Objective:
Print, exactly as given, each line of the data from the line containing "orange jacket in the photo above." up to and including its last line.
┌─ Given records
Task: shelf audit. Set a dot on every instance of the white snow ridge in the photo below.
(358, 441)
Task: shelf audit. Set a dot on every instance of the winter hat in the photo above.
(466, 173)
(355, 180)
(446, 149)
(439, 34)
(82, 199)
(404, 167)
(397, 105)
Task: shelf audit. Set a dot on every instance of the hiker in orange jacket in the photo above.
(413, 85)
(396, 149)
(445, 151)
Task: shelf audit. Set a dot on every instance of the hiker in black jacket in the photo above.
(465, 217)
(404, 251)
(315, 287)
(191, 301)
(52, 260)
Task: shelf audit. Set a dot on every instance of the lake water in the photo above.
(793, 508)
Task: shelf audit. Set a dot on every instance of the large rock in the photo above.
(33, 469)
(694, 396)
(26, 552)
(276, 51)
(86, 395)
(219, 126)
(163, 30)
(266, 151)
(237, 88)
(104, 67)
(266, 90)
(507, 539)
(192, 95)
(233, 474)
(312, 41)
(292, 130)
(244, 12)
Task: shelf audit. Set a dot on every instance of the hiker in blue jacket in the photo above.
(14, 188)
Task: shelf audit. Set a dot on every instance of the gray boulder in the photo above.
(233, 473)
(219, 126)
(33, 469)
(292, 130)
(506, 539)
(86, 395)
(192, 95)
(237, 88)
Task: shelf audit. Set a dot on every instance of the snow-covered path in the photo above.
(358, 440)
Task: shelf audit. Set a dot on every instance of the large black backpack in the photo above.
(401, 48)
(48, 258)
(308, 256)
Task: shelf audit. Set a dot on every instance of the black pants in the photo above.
└─
Task answer:
Task: shelf audit. Set a dot on every instance of the hiker in orange jacket in the photo above.
(413, 85)
(396, 149)
(445, 151)
Task: shelf audit. Set a dot on every instance of the hiker in black jacket in the photo above.
(465, 217)
(404, 251)
(315, 287)
(191, 301)
(52, 260)
Task: shelf audit. Set a dot on every instance of the lake water in the photo above.
(793, 508)
Task: shelf audit. Set a dot on every instance of the large rock in the photo above.
(33, 469)
(694, 396)
(26, 552)
(276, 51)
(86, 395)
(219, 126)
(163, 30)
(266, 151)
(237, 88)
(104, 67)
(266, 90)
(507, 539)
(192, 95)
(233, 474)
(312, 41)
(292, 130)
(244, 12)
Task: shelf audit. Set a dot on every instance of the hiker in blue jacket in the photo above.
(14, 188)
Task: shelf audit. Set a dot on every instance of the gray boulder in the photo above.
(233, 473)
(219, 126)
(33, 469)
(292, 130)
(506, 539)
(86, 395)
(192, 95)
(237, 88)
Task: shelf audit. Set a dot on every instance of the snow-covered path in the photo above.
(358, 440)
Task: shelf audit. Set a dot on every instance of the large black backpack in the photo above.
(401, 48)
(48, 258)
(308, 256)
Task: shelf audit. Set a dot on every instance of the black pants in the photo above.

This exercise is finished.